### INSTRUCTION
Find each line below that contains the string "query" and copy it out in full.
*** EXTRACTED INFORMATION ***
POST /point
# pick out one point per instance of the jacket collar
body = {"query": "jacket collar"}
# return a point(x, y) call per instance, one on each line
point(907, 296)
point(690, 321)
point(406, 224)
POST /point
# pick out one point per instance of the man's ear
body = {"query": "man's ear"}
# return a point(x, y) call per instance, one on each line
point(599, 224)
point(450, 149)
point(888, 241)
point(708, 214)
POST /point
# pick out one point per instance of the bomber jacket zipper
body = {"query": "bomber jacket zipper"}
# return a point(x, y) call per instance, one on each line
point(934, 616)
***
*** EXTRACTED INFORMATION ***
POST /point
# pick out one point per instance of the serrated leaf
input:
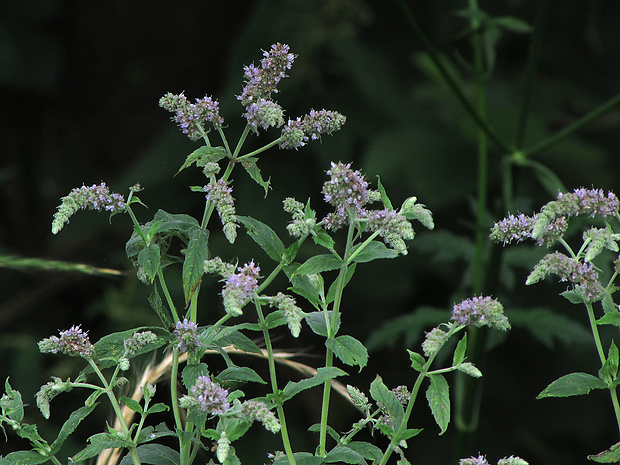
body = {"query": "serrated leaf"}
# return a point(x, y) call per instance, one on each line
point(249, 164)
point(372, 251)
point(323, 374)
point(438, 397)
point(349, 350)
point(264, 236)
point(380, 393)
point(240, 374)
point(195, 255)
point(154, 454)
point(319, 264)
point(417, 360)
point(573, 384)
***
### SOLUTION TO THIS PROBLEM
body = {"query": "jacket collar"}
body = {"query": "man's ear"}
body = {"query": "bomber jacket zipper"}
body = {"query": "serrated leaf"}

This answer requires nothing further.